| EXCERPT |
So far i able to convert positive integers to strings using the following code.
But not the negative ones. How can i handle them properly to convert them to strings.
Here is the code that i was using.
Thanks
Rajat!
/*
* C Program which Converts an Integer to String & vice-versa
*/
#include <stdio.h>
#include <string.h>
#include <math.h>
void tostring(char [], int);
int main()
{
char str[10];
int num, result;
printf("Enter a number: ");
scanf("%d", &num);
tostring(str, num);
printf("Number converted to string: %s\n", str);
return 0;
}
void tostring(char str[], int num)
{
int i, rem, len = 0, n;
if(num<0)
{
n=(-1)*(num);
}
else
{
n=num;
}
while (n != 0)
{
len++;
n /= 10;
}
for (i = 0; i < len; i++)
{
rem = num % 10;
num = num / 10;
str[len - (i + 1)] = rem + '0';
}
str[len] = '\0';
}

Before doing anything else, see if n is negative. If it is, start the output with the sign - (make sure len is also one more than it would be otherwise, and that your stringification starts one character later), make n positive, and continue as you were doing it before.

You have to be really wary of "corner-case" like many other have said :
You can't have the positive value of a negative int in an int
The range value of an int is [MIN; +MIN -1], like –2,147,483,648 to 2,147,483,647 for a 4 byte int.
So, if you have –2,147,483,648 and you *-1, you will not have 2,147,483,648 since it will overflow the int capacity
Your loop for finding the len of int is "bad", because you don't take negative number in count (but I suppose this is the purpose of this post) and you don't take car of the corner case 0 ("len" value is 0 but must be 1).
So, how can you make this function ?
1 : Fix the int len calculation
size_t len = 1;
for (int n = number; n <= -10 || 10 <= n; n /= 10) {
++len;
}
2 : Fix the "digit to char" loop
for (size_t i = 0; i < len; ++i) {
str[len - i - 1] = abs(number % 10) + '0';
number /= 10;
}
str[len] = '\0';
There. The only thing that left is to put "-" in the beginning and have an offset for negative case number.
You can have an offset variable (fix the "digit to char loop" if you use it) or you can simply do "++str".
There, you can do the function on your own now, I pratically gived you the answer.
On a funny note, you can skip the "abs" function if you simply do the following :
void tostring(char *str, int number)
{
char *digit = "9876543210123456789" + 9;
size_t len = 1;
if (number < 0) {
// TODO : Put '-' in the first case
// TODO : Make str to be *str[1]
}
for (int n = number; n <= -10 || 10 <= n; n /= 10) {
++len;
}
for (size_t i = 0; i < len; ++i) {
str[len - i - 1] = digit[number % 10];
number /= 10;
}
str[len] = '\0';
}
If you don't understand how this work, take your time and read how pointer work (especially pointer arithmetic).

I have solved the issue by the help from #Amadan .
Here is the code that i am using. Please feel free to tell me a more better way to solve this issue.

| EXCERPTED DATA |
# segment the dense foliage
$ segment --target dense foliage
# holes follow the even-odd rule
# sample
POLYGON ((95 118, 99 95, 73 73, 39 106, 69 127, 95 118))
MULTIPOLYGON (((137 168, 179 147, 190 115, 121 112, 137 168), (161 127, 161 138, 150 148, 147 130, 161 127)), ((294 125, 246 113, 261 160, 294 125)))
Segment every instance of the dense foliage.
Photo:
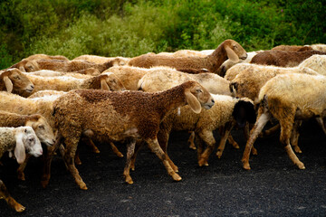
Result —
POLYGON ((131 57, 227 38, 248 52, 325 43, 325 0, 3 0, 0 69, 34 53, 131 57))

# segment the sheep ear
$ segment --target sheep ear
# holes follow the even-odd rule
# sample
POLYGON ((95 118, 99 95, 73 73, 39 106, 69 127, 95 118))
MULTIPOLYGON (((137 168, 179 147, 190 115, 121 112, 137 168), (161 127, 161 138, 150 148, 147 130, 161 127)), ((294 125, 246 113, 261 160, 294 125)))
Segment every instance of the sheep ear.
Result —
POLYGON ((200 113, 201 105, 198 99, 189 90, 187 90, 185 92, 185 95, 186 95, 186 100, 187 104, 190 106, 191 109, 197 114, 200 113))
POLYGON ((232 50, 229 46, 225 46, 225 51, 230 61, 234 62, 238 62, 240 61, 238 55, 236 55, 234 50, 232 50))
POLYGON ((101 90, 110 90, 109 85, 107 84, 105 79, 101 80, 101 90))
POLYGON ((8 78, 8 76, 4 77, 4 81, 5 81, 5 85, 7 91, 12 92, 13 91, 13 82, 8 78))
POLYGON ((20 164, 20 165, 24 163, 24 161, 26 157, 25 149, 24 146, 22 137, 19 137, 16 139, 16 146, 14 147, 14 156, 15 156, 18 164, 20 164))

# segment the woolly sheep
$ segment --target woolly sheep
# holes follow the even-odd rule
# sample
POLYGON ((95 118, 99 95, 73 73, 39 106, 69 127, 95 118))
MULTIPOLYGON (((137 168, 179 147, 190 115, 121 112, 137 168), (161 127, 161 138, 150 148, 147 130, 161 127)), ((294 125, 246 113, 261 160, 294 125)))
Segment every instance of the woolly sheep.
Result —
POLYGON ((0 71, 0 90, 23 94, 30 93, 34 86, 22 71, 17 69, 9 69, 0 71))
POLYGON ((316 72, 326 75, 326 55, 312 55, 299 64, 299 68, 309 68, 316 72))
POLYGON ((139 81, 138 89, 155 92, 170 89, 187 80, 196 80, 210 93, 231 96, 230 82, 214 73, 188 74, 171 68, 152 68, 139 81))
POLYGON ((244 49, 234 40, 225 40, 215 52, 206 57, 170 57, 166 55, 143 54, 132 58, 128 64, 143 68, 153 66, 169 66, 178 69, 207 69, 216 72, 218 67, 229 58, 233 61, 244 60, 247 54, 244 49))
POLYGON ((285 51, 264 51, 253 57, 250 63, 261 65, 274 65, 281 67, 298 66, 302 61, 313 54, 326 54, 319 51, 306 52, 285 52, 285 51))
POLYGON ((299 73, 278 75, 262 88, 258 99, 257 119, 250 132, 242 158, 244 168, 250 169, 251 146, 266 122, 273 117, 280 122, 280 141, 289 157, 300 169, 304 169, 304 165, 291 147, 292 125, 296 119, 326 116, 326 77, 299 73))
POLYGON ((58 61, 58 60, 37 60, 29 61, 24 65, 27 72, 40 71, 40 70, 52 70, 62 72, 72 72, 82 71, 90 68, 94 68, 100 72, 113 66, 112 61, 97 64, 87 61, 58 61))
POLYGON ((65 149, 61 146, 61 152, 80 188, 87 189, 72 159, 80 137, 85 131, 93 136, 91 138, 100 141, 129 141, 123 173, 127 183, 133 183, 129 167, 137 139, 148 143, 174 180, 181 180, 159 147, 157 134, 166 114, 187 103, 198 113, 202 107, 210 108, 214 100, 208 91, 195 81, 187 81, 158 93, 78 90, 59 98, 54 104, 53 116, 66 144, 65 149))
POLYGON ((251 60, 253 59, 253 57, 254 57, 259 52, 247 52, 248 56, 245 60, 240 60, 239 61, 235 62, 235 61, 232 61, 231 60, 226 60, 225 61, 225 62, 223 62, 223 64, 218 68, 216 74, 225 77, 226 71, 228 69, 230 69, 232 66, 237 64, 237 63, 241 63, 241 62, 249 62, 251 61, 251 60))
POLYGON ((88 61, 93 63, 97 64, 103 64, 106 61, 113 61, 113 66, 123 66, 127 65, 128 61, 130 58, 126 57, 102 57, 102 56, 96 56, 96 55, 82 55, 79 57, 76 57, 72 61, 88 61))
MULTIPOLYGON (((34 92, 45 90, 69 91, 76 89, 102 89, 106 90, 124 90, 125 88, 113 73, 101 74, 88 79, 76 79, 70 76, 42 77, 29 75, 27 78, 34 84, 34 92)), ((25 94, 24 96, 30 96, 25 94)))
MULTIPOLYGON (((14 151, 18 164, 25 158, 25 152, 39 156, 43 154, 40 140, 31 127, 0 127, 0 158, 5 152, 14 151)), ((5 184, 0 180, 0 198, 5 200, 8 205, 20 212, 24 207, 18 203, 8 193, 5 184)))
POLYGON ((61 60, 61 61, 69 61, 68 58, 61 55, 50 56, 47 54, 34 54, 27 58, 23 59, 21 61, 15 63, 10 68, 17 68, 23 72, 26 72, 25 65, 30 61, 37 61, 37 60, 61 60))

| SHORT EXERCISE 1 |
In the thread on converting integers to strings in C, why does multiplying –2,147,483,648 by -1 not give 2,147,483,648? Answer in one to three sentences.
| SHORT EXERCISE 2 |
Resume the thread on converting integers to strings in C, starting right after its final sentence.
The records were taken from a separate source.

| EXERCISE ANSWER 1 |
A 4-byte int can only hold values from –2,147,483,648 to 2,147,483,647. The positive value 2,147,483,648 is outside that range, so multiplying by -1 overflows the int.

| EXERCISE ANSWER 2 |
Thanks
Rajat
/*
* C Program which Converts an Integer to String & vice-versa
*/
#include <stdio.h>
#include <string.h>
#include <math.h>
void tostring(char [], int);
int main()
{
char str[10];
int num, result;
printf("Enter a number: ");
scanf("%d", &num);
tostring(str, num);
printf("Number converted to string: %s\n", str);
return 0;
}
void tostring(char str[], int num)
{
int i, rem, len = 0, n;
bool flag=0;
if(num<0)
{
n=-num;
flag=1;
}
else
{
n=num;
flag=0;
}
while (n != 0)
{
len++;
n /= 10;
}
if(flag==1)
{
num=-1*num;
str[0]='-';
}
for (i = 0; i < len; i++)
{
rem = num % 10;
num = num / 10;
if(flag==1)
{
str[len - (i)] = rem + '0';
}
else
{
str[len - (i + 1)] = rem + '0';
}
}
if(flag==1)
{
str[len+1] = '\0';
}
else
{
str[len] = '\0';
}
}

Just use sprintf function as below,
sprintf(str,"%i",num);
So the modified code will be,
#include <stdio.h>
#include <string.h>
#include <math.h>
void tostring(char [], int);
int main()
{
char str[10];
int num, result;
printf("Enter a number: ");
scanf("%d", &num);
//tostring(str, num);
sprintf(str,"%i",num);
printf("Number converted to string: %s\n", str);
return 0;
}
void tostring(char str[], int num)
{
int i, rem, len = 0, n;
n =num;
while (n != 0)
{
len++;
n /= 10;
}
for (i = 0; i < len; i++)
{
rem = num % 10;
num = num / 10;
str[len - (i + 1)] = rem + '0';
}
str[len] = '\0';
}
Hope this helps.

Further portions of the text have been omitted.